BRIEF —
Render every line of the records below as a JSON list of strings, one string per line, omitting blank lines and leaving out the pictures.

DATA SUPPLIED —
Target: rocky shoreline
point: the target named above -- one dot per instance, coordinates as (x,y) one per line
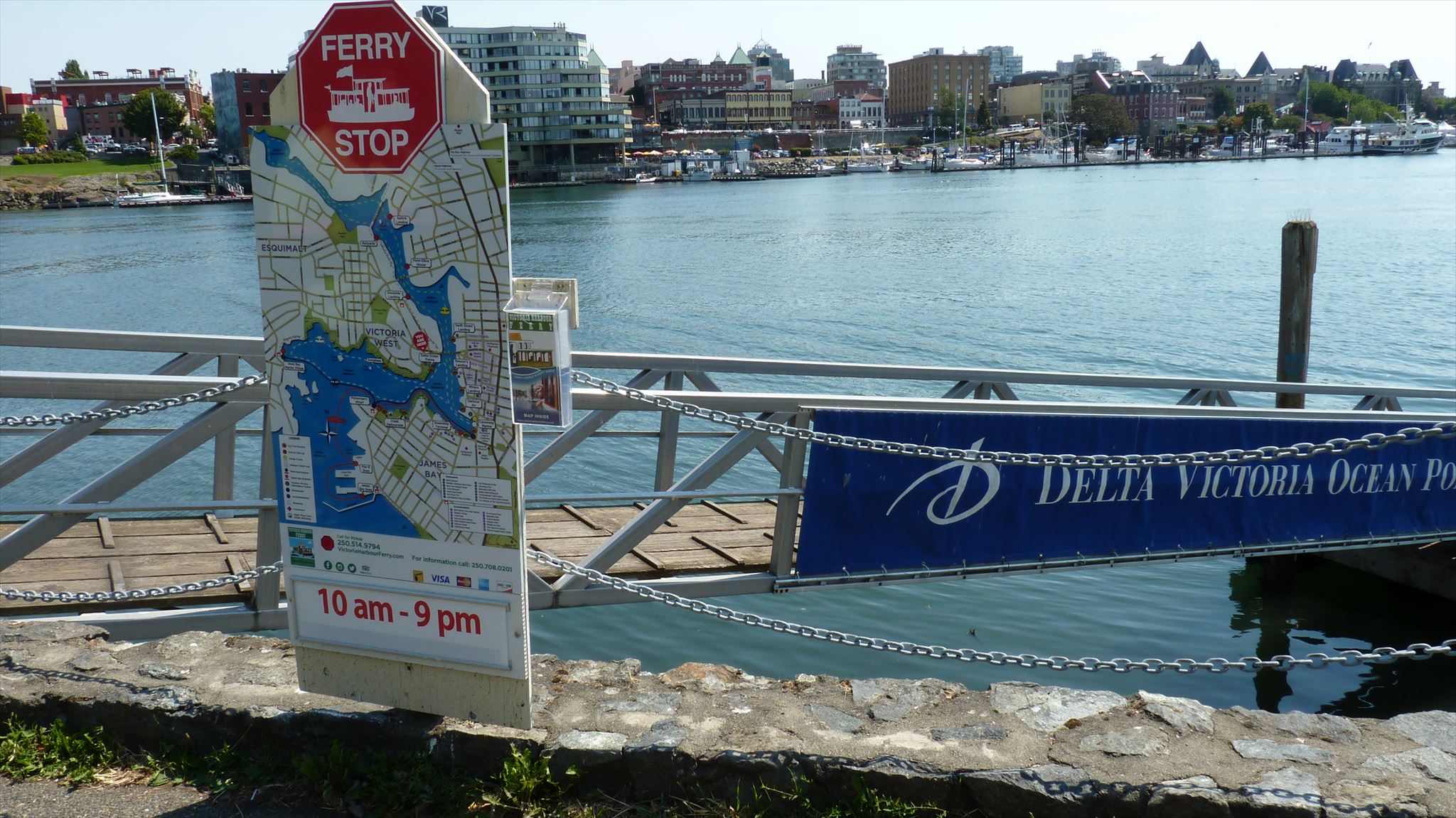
(1014,750)
(51,193)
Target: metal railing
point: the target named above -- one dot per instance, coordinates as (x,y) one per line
(778,395)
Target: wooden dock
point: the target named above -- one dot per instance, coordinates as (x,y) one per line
(118,555)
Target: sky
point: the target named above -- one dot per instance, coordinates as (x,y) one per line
(211,36)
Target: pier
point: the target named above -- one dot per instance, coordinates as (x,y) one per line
(685,534)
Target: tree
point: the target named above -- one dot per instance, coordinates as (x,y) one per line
(947,108)
(1258,111)
(1328,99)
(1290,123)
(1221,102)
(1103,115)
(139,114)
(33,130)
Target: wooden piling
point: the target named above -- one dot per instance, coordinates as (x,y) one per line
(1296,291)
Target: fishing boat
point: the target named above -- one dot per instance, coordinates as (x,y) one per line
(165,195)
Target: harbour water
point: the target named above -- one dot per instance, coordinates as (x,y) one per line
(1121,269)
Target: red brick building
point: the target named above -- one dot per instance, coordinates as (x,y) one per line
(1150,102)
(240,102)
(104,89)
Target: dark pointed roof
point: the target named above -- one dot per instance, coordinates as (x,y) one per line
(1197,55)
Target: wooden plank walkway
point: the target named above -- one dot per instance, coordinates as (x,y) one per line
(118,555)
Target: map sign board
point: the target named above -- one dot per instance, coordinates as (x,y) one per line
(397,462)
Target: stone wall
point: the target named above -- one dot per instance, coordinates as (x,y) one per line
(1012,751)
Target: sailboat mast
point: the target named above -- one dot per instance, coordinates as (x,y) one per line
(162,158)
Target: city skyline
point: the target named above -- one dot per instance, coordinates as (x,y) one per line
(1232,31)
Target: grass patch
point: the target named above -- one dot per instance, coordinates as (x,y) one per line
(89,168)
(393,785)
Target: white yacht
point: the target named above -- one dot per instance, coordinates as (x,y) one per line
(1344,140)
(1403,137)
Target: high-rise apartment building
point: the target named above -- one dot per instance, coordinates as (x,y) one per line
(550,89)
(915,85)
(1005,62)
(851,63)
(778,63)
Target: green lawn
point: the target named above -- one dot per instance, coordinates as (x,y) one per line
(89,168)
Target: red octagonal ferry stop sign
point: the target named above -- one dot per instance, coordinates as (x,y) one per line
(370,86)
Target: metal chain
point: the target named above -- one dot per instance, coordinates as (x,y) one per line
(68,418)
(1445,430)
(11,594)
(1089,664)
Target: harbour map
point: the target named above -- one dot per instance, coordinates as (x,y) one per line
(386,348)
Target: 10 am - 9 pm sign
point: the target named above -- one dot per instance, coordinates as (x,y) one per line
(370,86)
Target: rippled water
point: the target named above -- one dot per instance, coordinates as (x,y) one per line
(1126,269)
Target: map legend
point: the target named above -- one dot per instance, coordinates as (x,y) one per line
(296,456)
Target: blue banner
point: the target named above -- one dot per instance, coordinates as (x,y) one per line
(868,511)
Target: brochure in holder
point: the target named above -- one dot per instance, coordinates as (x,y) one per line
(540,358)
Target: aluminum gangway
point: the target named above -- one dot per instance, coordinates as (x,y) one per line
(690,533)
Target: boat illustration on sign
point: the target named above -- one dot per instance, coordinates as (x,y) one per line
(368,101)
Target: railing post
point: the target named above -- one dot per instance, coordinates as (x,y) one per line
(668,438)
(786,520)
(225,446)
(1295,294)
(269,543)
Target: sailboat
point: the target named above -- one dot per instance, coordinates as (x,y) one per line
(165,197)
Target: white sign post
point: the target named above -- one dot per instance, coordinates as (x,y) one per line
(383,255)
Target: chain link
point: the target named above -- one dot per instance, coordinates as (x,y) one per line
(1445,430)
(68,418)
(12,594)
(1089,664)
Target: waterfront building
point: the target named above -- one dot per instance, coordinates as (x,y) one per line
(1083,65)
(240,101)
(51,111)
(1046,102)
(1152,104)
(1392,85)
(754,109)
(854,63)
(814,114)
(803,87)
(9,124)
(1244,89)
(104,89)
(1005,63)
(864,111)
(915,85)
(550,89)
(693,109)
(623,77)
(778,63)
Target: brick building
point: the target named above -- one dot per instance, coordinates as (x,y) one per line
(915,83)
(104,89)
(1152,104)
(240,102)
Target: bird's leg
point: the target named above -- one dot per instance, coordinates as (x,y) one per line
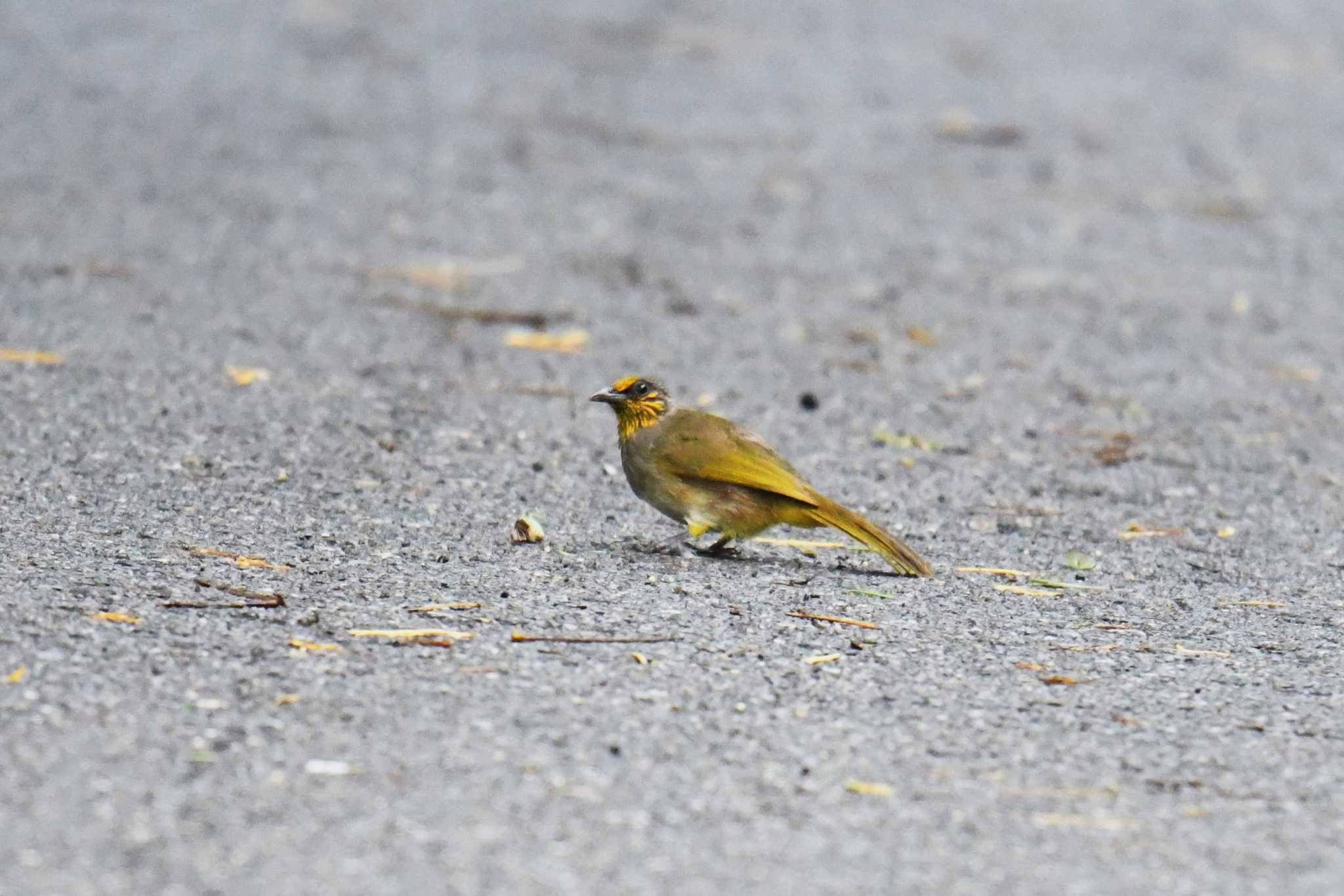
(718,548)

OUTPUT OF THE TASK —
[
  "Target: rocky shoreline",
  "point: the target named above -- one dot per instance, coordinates as (x,y) one per line",
  "(1014,750)",
  "(51,193)",
  "Target: metal railing",
  "point: the target named above -- one dot per instance, coordinates as (x,y) one per line",
  "(778,395)",
  "Target: wooden dock",
  "point: the target named above -- one dot per instance, coordinates as (x,y) one per line",
  "(118,555)",
  "Target: sky",
  "point: the target named above -- one dot per instance, coordinates as (x,y) one per line",
  "(211,36)",
  "Target: pier",
  "point: the target named above -- one dot per instance, coordinates as (x,y) one per line",
  "(685,534)",
  "Target: tree",
  "point: the target named above -- one dot per instance, coordinates as (x,y) one per line",
  "(947,108)",
  "(1258,111)",
  "(1328,99)",
  "(1290,123)",
  "(1221,102)",
  "(1103,115)",
  "(139,114)",
  "(33,130)",
  "Target: wooden piling",
  "point: the target named above -- one dot per instance, coordinates as (x,y) one per line",
  "(1296,291)",
  "Target: fishing boat",
  "point: the target named above -- one dot per instance, coordinates as (x,y) one per line",
  "(165,195)",
  "Target: harbour water",
  "point: the target named above -- one dot per instance, coordinates as (x,y) one per line",
  "(1121,269)",
  "Target: red brick building",
  "point: the target named above -- one dot per instance, coordinates as (x,y) one per line",
  "(1150,102)",
  "(240,102)",
  "(104,89)",
  "Target: dark pointed roof",
  "point: the target named above -- one dot per instance, coordinates as (x,y) one per line",
  "(1197,55)",
  "Target: wooden plank walkway",
  "point: the target named above -- one dot per instance, coordinates as (x,y) one per line",
  "(118,555)",
  "Target: map sign board",
  "point: the target named above -- one dot per instance, coordinates as (x,y) one per line",
  "(397,462)",
  "Target: stone wall",
  "point: the target named above -- one dot per instance, coordinates as (x,y) one per line",
  "(1012,751)",
  "Target: sailboat mast",
  "point: the target named above -- one dot per instance, coordinates as (x,y) one per line",
  "(162,158)",
  "Target: city skyline",
  "point: the target named above -- one dot per instance, coordinates as (x,y) one per line",
  "(1232,31)",
  "Target: grass patch",
  "point: the target named above -- one dot per instance, coordinates as (x,y) one per line",
  "(89,168)",
  "(393,785)",
  "Target: white yacht",
  "point: the target named above -- one dot per instance, coordinates as (x,y) one per line",
  "(1344,140)",
  "(1403,137)",
  "Target: high-rise apartment building",
  "point: the target named above -- one dot per instance, coordinates as (x,y) one per line",
  "(550,89)",
  "(915,85)",
  "(1005,62)",
  "(851,63)",
  "(778,63)",
  "Target: green lawn",
  "point: the target named above -- one dot per instance, coordinates as (x,y) one per line",
  "(89,168)",
  "Target: red octagonal ferry stop sign",
  "point: the target named above -- one dot per instance, coordinates as (x,y) one per line",
  "(370,86)",
  "Target: metal chain",
  "point: the target named above -- one dot per instance, coordinates as (x,y) one per line",
  "(68,418)",
  "(1445,430)",
  "(11,594)",
  "(1089,664)",
  "Target: harbour map",
  "point: the target named above -- one dot per instance, coordinates as (x,y) one per line",
  "(386,348)",
  "Target: 10 am - 9 pm sign",
  "point: the target named above -- one dot per instance, coordinates as (x,y) one per line",
  "(370,86)",
  "Target: rippled water",
  "point: the target named above -- one dot per instance, coordinates as (x,y) one per line",
  "(1126,269)",
  "Target: map legend",
  "point: the target named above -- one dot per instance, coordinates as (x,y) one per line",
  "(296,456)",
  "Target: blue banner",
  "point: the target named above -- one dot per instance, coordinates as (x,y) one per line",
  "(868,511)",
  "Target: brochure in holder",
  "point: the target named above -- one dot per instance, coordinates as (x,y) one per line",
  "(540,358)",
  "Target: aluminum gangway",
  "point: the target named above -- one dot per instance, coordinates as (x,y) one per line",
  "(690,533)",
  "Target: boat illustration on sign",
  "point: the target named above -- one dot per instance, coordinates as (x,y) one per line",
  "(368,101)",
  "Target: railing post",
  "point: the target named above -- one dot per instance, coordinates as (x,y) one per line",
  "(668,438)",
  "(786,520)",
  "(225,446)",
  "(1295,294)",
  "(269,543)",
  "Target: sailboat",
  "point: the target named above -- one dot per instance, coordinates as (x,y) one per line",
  "(165,197)",
  "Target: white sign post",
  "point: the target named above -- one dot per instance, coordinates as (x,y) one per line",
  "(383,255)",
  "Target: chain link",
  "point: the target named above -- one dot per instance, coordinates as (x,y) one per line",
  "(1445,430)",
  "(68,418)",
  "(12,594)",
  "(1089,664)",
  "Target: waterfront building",
  "point: the target named above -- one dot per instance, coordinates as (x,y) one per line",
  "(1083,65)",
  "(240,101)",
  "(51,111)",
  "(1046,102)",
  "(1152,104)",
  "(1392,85)",
  "(754,109)",
  "(854,63)",
  "(814,114)",
  "(803,87)",
  "(9,124)",
  "(1244,89)",
  "(104,89)",
  "(1005,63)",
  "(864,111)",
  "(915,85)",
  "(550,89)",
  "(693,109)",
  "(623,77)",
  "(778,63)",
  "Target: brick building",
  "point: the target named above -- one dot per instance, coordinates as (x,y) one per line",
  "(915,83)",
  "(104,89)",
  "(1152,104)",
  "(240,102)",
  "Target: bird's leg",
  "point: the target named above -- one dot per instance, coordinates as (x,y) one per line",
  "(718,548)"
]